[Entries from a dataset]
......

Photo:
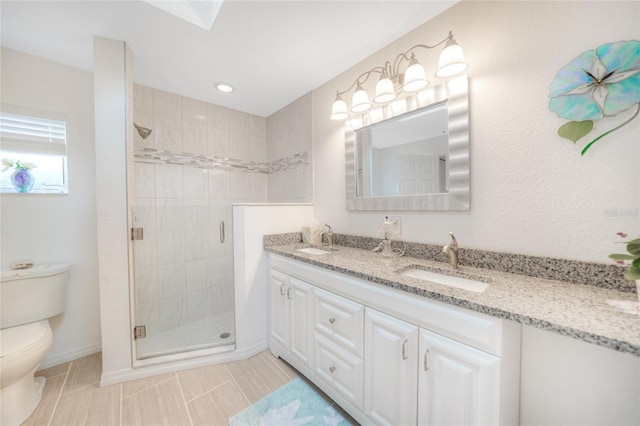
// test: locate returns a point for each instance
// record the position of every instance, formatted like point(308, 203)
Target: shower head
point(142, 131)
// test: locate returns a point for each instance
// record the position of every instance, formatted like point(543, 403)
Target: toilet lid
point(22, 337)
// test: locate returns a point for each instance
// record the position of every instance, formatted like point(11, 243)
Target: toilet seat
point(23, 338)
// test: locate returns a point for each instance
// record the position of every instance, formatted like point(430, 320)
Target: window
point(37, 141)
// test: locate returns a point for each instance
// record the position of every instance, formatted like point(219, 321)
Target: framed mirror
point(412, 154)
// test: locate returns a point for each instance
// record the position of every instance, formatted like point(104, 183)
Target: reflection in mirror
point(406, 155)
point(411, 154)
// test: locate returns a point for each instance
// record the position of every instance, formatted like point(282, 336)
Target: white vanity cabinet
point(458, 385)
point(391, 369)
point(390, 357)
point(338, 344)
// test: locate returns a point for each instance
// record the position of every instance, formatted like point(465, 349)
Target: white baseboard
point(127, 374)
point(73, 354)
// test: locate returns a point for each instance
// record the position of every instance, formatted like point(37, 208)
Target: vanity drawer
point(340, 369)
point(341, 320)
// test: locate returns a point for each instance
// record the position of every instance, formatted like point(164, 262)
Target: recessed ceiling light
point(224, 87)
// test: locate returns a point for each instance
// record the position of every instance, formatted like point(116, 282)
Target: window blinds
point(33, 134)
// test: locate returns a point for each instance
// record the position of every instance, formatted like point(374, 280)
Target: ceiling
point(272, 52)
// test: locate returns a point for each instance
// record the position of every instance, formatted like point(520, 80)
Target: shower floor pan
point(210, 332)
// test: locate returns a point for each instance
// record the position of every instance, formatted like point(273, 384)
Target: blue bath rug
point(295, 403)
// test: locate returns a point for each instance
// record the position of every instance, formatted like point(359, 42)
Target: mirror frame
point(456, 93)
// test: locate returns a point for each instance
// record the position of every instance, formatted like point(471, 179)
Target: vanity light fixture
point(393, 80)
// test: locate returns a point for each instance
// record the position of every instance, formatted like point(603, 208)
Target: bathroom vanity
point(391, 347)
point(390, 357)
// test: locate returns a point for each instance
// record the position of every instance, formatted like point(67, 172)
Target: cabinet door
point(279, 311)
point(458, 385)
point(299, 298)
point(391, 369)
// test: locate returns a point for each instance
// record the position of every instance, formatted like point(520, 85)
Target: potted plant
point(21, 178)
point(632, 256)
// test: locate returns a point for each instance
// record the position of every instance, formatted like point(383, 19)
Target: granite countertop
point(580, 311)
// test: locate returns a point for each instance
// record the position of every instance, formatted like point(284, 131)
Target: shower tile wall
point(289, 141)
point(198, 160)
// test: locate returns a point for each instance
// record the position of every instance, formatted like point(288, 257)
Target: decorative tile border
point(572, 271)
point(279, 239)
point(154, 156)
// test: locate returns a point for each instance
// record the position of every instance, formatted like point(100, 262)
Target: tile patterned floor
point(202, 396)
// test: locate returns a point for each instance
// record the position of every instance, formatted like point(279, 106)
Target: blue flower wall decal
point(599, 83)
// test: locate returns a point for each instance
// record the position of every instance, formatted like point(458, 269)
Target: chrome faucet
point(329, 234)
point(452, 250)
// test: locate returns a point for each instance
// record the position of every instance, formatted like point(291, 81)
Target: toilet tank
point(33, 294)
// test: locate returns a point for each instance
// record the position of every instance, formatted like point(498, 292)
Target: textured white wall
point(250, 224)
point(58, 228)
point(532, 193)
point(113, 87)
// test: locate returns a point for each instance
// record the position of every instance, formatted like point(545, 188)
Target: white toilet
point(28, 298)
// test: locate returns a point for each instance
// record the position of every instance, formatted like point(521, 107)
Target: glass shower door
point(183, 276)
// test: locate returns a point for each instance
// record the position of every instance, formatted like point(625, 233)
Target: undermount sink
point(315, 251)
point(457, 279)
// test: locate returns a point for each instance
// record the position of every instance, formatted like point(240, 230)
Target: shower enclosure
point(183, 280)
point(191, 161)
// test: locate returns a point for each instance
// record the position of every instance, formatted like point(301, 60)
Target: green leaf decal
point(634, 247)
point(574, 130)
point(632, 274)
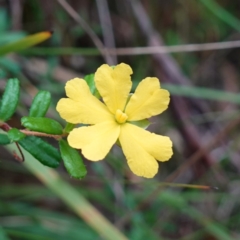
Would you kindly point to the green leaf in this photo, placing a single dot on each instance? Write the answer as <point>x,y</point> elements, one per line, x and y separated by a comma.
<point>41,124</point>
<point>4,139</point>
<point>10,99</point>
<point>69,127</point>
<point>3,235</point>
<point>15,135</point>
<point>72,160</point>
<point>41,150</point>
<point>40,104</point>
<point>90,82</point>
<point>25,42</point>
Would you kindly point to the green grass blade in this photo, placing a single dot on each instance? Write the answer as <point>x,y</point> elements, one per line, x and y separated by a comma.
<point>25,43</point>
<point>71,197</point>
<point>179,203</point>
<point>221,13</point>
<point>3,235</point>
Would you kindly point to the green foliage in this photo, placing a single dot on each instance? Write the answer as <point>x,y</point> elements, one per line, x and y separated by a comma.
<point>4,139</point>
<point>10,99</point>
<point>15,135</point>
<point>42,124</point>
<point>41,150</point>
<point>40,104</point>
<point>24,43</point>
<point>72,160</point>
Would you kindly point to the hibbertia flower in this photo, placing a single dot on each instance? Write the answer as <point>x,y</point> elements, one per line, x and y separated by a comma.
<point>112,118</point>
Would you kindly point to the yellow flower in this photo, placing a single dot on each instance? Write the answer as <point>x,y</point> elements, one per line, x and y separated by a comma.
<point>111,119</point>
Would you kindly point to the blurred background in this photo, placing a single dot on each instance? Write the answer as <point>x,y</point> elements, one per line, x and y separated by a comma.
<point>202,119</point>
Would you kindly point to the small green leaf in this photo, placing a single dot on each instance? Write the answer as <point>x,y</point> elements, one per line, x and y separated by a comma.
<point>41,124</point>
<point>41,150</point>
<point>10,99</point>
<point>142,123</point>
<point>72,160</point>
<point>15,135</point>
<point>90,82</point>
<point>24,43</point>
<point>40,104</point>
<point>4,139</point>
<point>69,127</point>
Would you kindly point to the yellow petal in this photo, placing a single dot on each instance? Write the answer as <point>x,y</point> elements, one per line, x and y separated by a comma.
<point>139,160</point>
<point>95,141</point>
<point>160,147</point>
<point>82,106</point>
<point>147,101</point>
<point>142,148</point>
<point>114,85</point>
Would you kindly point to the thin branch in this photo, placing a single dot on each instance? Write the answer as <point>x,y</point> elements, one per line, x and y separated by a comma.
<point>87,28</point>
<point>173,49</point>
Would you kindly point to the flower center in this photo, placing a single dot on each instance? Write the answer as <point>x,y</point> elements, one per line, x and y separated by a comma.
<point>120,116</point>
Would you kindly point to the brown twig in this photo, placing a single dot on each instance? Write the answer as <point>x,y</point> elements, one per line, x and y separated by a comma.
<point>189,162</point>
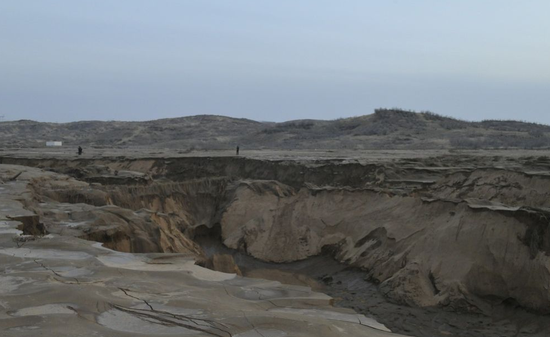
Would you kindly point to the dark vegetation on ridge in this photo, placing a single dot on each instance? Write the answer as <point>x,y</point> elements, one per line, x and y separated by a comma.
<point>385,129</point>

......

--- Exercise ---
Copy all of the items above line for line without any changes, and leave the pictures out.

--- Task output ---
Photo:
// test: locate returns a point for each instance
// record the position of every instance, formatted like point(308, 203)
Target: shower head
point(142, 131)
// test: locate returns a point for each instance
// record the position of every instance, formatted like point(543, 403)
Target: toilet lid
point(22, 337)
// test: locate returns a point for each instance
// record the position of every instance, formatted like point(11, 243)
Target: toilet seat
point(23, 338)
// test: locate returns a point for each instance
// record the position of every instance, formatted like point(430, 320)
Target: window
point(37, 141)
// test: locate returns a point for each instance
// record the position of every instance, formatted like point(219, 321)
Target: framed mirror
point(412, 154)
// test: locate returns a point for each instance
// record the position of every instance, formatted like point(104, 183)
Target: reflection in mirror
point(406, 155)
point(411, 154)
// test: locate returns a point for each instance
// record the position of every instance, formatted like point(282, 336)
Target: white vanity cabinet
point(458, 385)
point(391, 369)
point(390, 357)
point(338, 344)
// test: locate returns a point for each instance
// record the position of every instance, formatted like point(465, 349)
Target: white baseboard
point(127, 374)
point(73, 354)
// test: locate returns a point for each instance
// record the position of every instance, formatted like point(37, 208)
Target: vanity drawer
point(340, 369)
point(341, 320)
// test: locate returns a point for each instance
// record the position of every instance, formatted like point(164, 262)
Target: recessed ceiling light
point(224, 87)
// test: locate returns a point for each instance
// record the position of every instance, formatted like point(116, 282)
Target: window blinds
point(33, 134)
// test: locate returns a point for each instance
// record the position of every instance, formatted like point(374, 280)
Target: ceiling
point(272, 52)
// test: locate returns a point for each instance
// record the position of every instance, formatted like point(520, 80)
Target: shower floor pan
point(210, 332)
// test: locate returns a point for each instance
// record the position of every instance, formatted like point(273, 384)
Target: blue bath rug
point(295, 403)
// test: locate returns a point for each instance
// record the position of every instance, formatted like point(359, 42)
Target: mirror frame
point(456, 93)
// test: locate returns a point for each instance
// record the position of every instance, formatted like point(471, 179)
Target: vanity light fixture
point(393, 80)
// test: locate returns a point for each instance
// record the position of every instance, formatted like point(603, 208)
Target: bathroom vanity
point(391, 347)
point(390, 357)
// test: locate returns a point for each instance
// record the position of every instance, formatted like point(67, 172)
Target: cabinet door
point(279, 311)
point(458, 385)
point(299, 298)
point(391, 369)
// test: locate returns a point for each instance
// record the position of every instance, formatted like point(520, 85)
Target: potted plant
point(21, 178)
point(632, 256)
// test: locate returns a point for each instance
// record the position of every instance, formatted like point(383, 19)
Target: granite countertop
point(580, 311)
// test: locate returns a point for each instance
// record the position of every instance, formatted like point(284, 131)
Target: shower tile wall
point(289, 141)
point(198, 160)
// test: locate returns a point for each instance
// record the position of every instance, formatted like point(288, 257)
Target: decorative tile border
point(572, 271)
point(279, 239)
point(154, 156)
// test: locate returns a point for each instance
// record the position of every instance, formatted like point(100, 262)
Target: tile patterned floor
point(202, 396)
// test: locate returns a point for each instance
// record the position of every instance, formatted like point(279, 106)
Target: blue flower wall decal
point(599, 83)
// test: locate returns a point for each instance
// record the position of every instance, formatted like point(458, 269)
Target: chrome faucet
point(329, 234)
point(452, 250)
// test: locate returns a point for each instance
// record the position of every instance, formatted like point(291, 81)
Target: toilet tank
point(33, 294)
// test: locate returns a point for each instance
// record the position of every instance, formatted like point(498, 292)
Target: textured white wall
point(250, 224)
point(58, 228)
point(532, 193)
point(113, 87)
// test: locate returns a point for each instance
// record the position of every instance, formatted like point(545, 188)
Target: white toilet
point(28, 298)
// test: locate returns a point for each instance
// record the position of every instance, formatted like point(521, 107)
Target: glass shower door
point(183, 276)
// test: locate returns a point for each instance
// record the position of every instance, formatted like point(625, 233)
Target: undermount sink
point(315, 251)
point(457, 279)
// test: locate returns a point for each instance
// record the position of every instance, formatted like point(240, 230)
Target: shower enclosure
point(183, 280)
point(191, 161)
// test: locate returns a point for each instance
// record the position of every instance, formatted like point(301, 60)
Target: green leaf decal
point(634, 247)
point(574, 130)
point(632, 274)
Would you kindly point to the green leaf in this photo, placing a single dot on each instance? Write the answer as <point>x,y</point> elements, one per line, x and y separated by a comma.
<point>41,124</point>
<point>4,139</point>
<point>10,99</point>
<point>69,127</point>
<point>3,235</point>
<point>15,135</point>
<point>72,160</point>
<point>41,150</point>
<point>40,104</point>
<point>90,82</point>
<point>25,42</point>
Would you kindly point to the green grass blade in this photo, placing a single dot on each instance? Write the answer as <point>x,y</point> elements, one per line, x and y separated by a comma.
<point>25,43</point>
<point>71,197</point>
<point>179,203</point>
<point>221,13</point>
<point>3,235</point>
Would you kindly point to the green foliage in this photo, placing a single dot on each instance? Write the answer as <point>x,y</point> elements, one per line, x and y separated by a comma.
<point>4,139</point>
<point>10,99</point>
<point>15,135</point>
<point>42,124</point>
<point>41,150</point>
<point>40,104</point>
<point>24,43</point>
<point>72,160</point>
Would you kindly point to the hibbertia flower in this photo, placing a single dot on each instance? Write the answer as <point>x,y</point> elements, one per line, x and y separated by a comma.
<point>112,118</point>
Would you kindly point to the yellow flower in this photo, placing a single dot on each instance? Write the answer as <point>x,y</point> elements, one per line, x and y separated by a comma.
<point>111,119</point>
Would you kindly point to the blurred background in this photo, placing a single dot on each instance? Write the answer as <point>x,y</point> elements, one per line, x and y separated by a comma.
<point>202,119</point>
Would you kindly point to the small green leaf in this photo, placing a single dot on each instance? Write the answer as <point>x,y</point> elements, one per line, x and y separated by a comma.
<point>41,124</point>
<point>41,150</point>
<point>10,99</point>
<point>142,123</point>
<point>72,160</point>
<point>15,135</point>
<point>90,82</point>
<point>24,43</point>
<point>40,104</point>
<point>4,139</point>
<point>69,127</point>
Would you kindly point to the yellow petal in this photo, placing a single dot on each instance? Write the answer as <point>x,y</point> elements, one per line, x and y separated by a comma.
<point>139,160</point>
<point>95,141</point>
<point>160,147</point>
<point>82,106</point>
<point>147,101</point>
<point>142,148</point>
<point>114,85</point>
Would you kindly point to the thin branch in this photo, placing a single dot on each instance? Write the answer as <point>x,y</point> elements, one per line, x and y separated by a comma.
<point>87,28</point>
<point>173,49</point>
Would you kindly point to the flower center in this photo, placing a single dot on each instance? Write the answer as <point>x,y</point> elements, one per line, x and y separated by a comma.
<point>120,116</point>
Would you kindly point to the brown twig in this photo, placing a single dot on each instance? Write the answer as <point>x,y</point> elements, one per line, x and y separated by a comma.
<point>189,162</point>
Would you kindly point to the dark vegetation on ridge in this photo, placing a single dot on each instance? Write the answer as <point>x,y</point> elements, one per line, x and y separated by a comma.
<point>385,129</point>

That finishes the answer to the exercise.